- What to do -
Recast every line of the rows below as a Markdown table with the columns "No." and "Line", numbering the lines in order and skipping blank ones. Leave the pictures out of the table.

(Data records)

══════

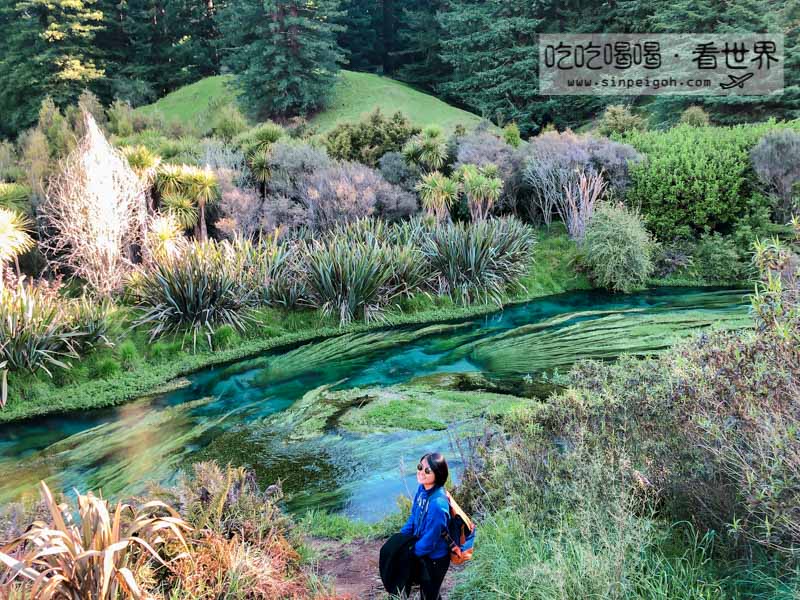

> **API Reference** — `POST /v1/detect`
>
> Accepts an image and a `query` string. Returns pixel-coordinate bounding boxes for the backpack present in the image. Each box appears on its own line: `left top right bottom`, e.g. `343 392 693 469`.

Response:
442 492 475 565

══════

- Finished task -
| No. | Line |
|---|---|
| 1 | > **API Reference** — `POST /v1/detect` |
| 2 | > |
| 3 | > Accepts an image and a `query` string. Returns pixel-coordinate bounding boxes for the backpack present in the image. Each box appears on its own line: `left top right bottom`, e.g. `343 392 693 469`. |
| 4 | Response: |
| 5 | 442 492 475 565 |